TEXT SEGMENT:

Re: [tied] Re: Various loose thoughts

From: Miguel Carrasquer
Message: 35881
Date: 2005-01-13

On Thu, 13 Jan 2005 06:17:13 +0000, willemvermeer
<wrvermeer@...> wrote:

>--- In cybalist@yahoogroups.com, Miguel Carrasquer <mcv@...> wrote:
>> I'm still trying to figure out what happened to the o-stems
>> in Slavic, accentually speaking.
>
>Various accentological theories differ so strongly from one another
>that discussion tends to be pointless unless done very thoroughly.
>Yet I would like to ask questions about one or two points.
>
>> In any case, the rise of the ins.sg. ending *-omi ~ *-umi
>> sealed the fate of the oxytonic forms in the o-stem
>> masculine sg..
>
>Why? It is obviously end-stressed outside the o-stems, so why would
>it be stem-stressed there? And what about the locative singular?

The ins.sg. in the o-stems is recent (replacing the old ins.

COLLECTED MATERIAL:
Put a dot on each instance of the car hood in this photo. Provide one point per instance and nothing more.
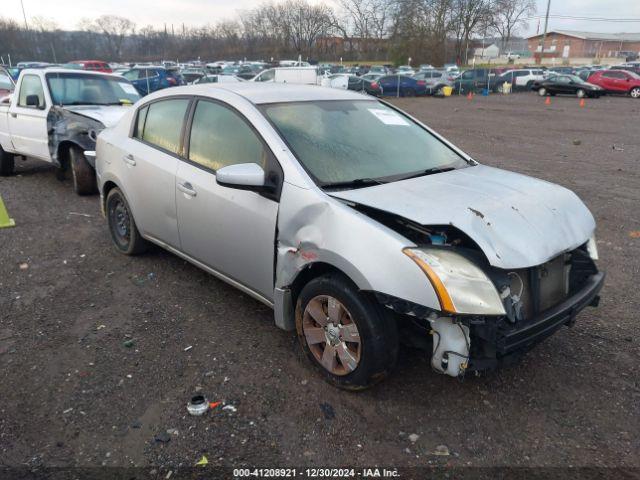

WORK ORDER A: Reproduce the post on Slavic o-stems from "From: Miguel Carrasquer" to "done very thoroughly.".
WORK ORDER B: Decide whether each statement agrees with the post on Slavic o-stems, answering yes or no and quoting the deciding words: (i) Miguel Carrasquer says he is still working out what happened to the o-stems in Slavic; (ii) willemvermeer says the various accentological theories are largely in agreement; (iii) willemvermeer raises a question about the locative singular.
Rely only on the post about Slavic o-stems and nothing beyond it.

RESPONSE A:
From: Miguel Carrasquer
Message: 35881
Date: 2005-01-13

On Thu, 13 Jan 2005 06:17:13 +0000, willemvermeer
<wrvermeer@...> wrote:

>--- In cybalist@yahoogroups.com, Miguel Carrasquer <mcv@...> wrote:
>> I'm still trying to figure out what happened to the o-stems
>> in Slavic, accentually speaking.
>
>Various accentological theories differ so strongly from one another
>that discussion tends to be pointless unless done very thoroughly.

RESPONSE B:
(i) Yes: "I'm still trying to figure out what happened to the o-stems"
(ii) No: "Various accentological theories differ so strongly from one another"
(iii) Yes: "And what about the locative singular?"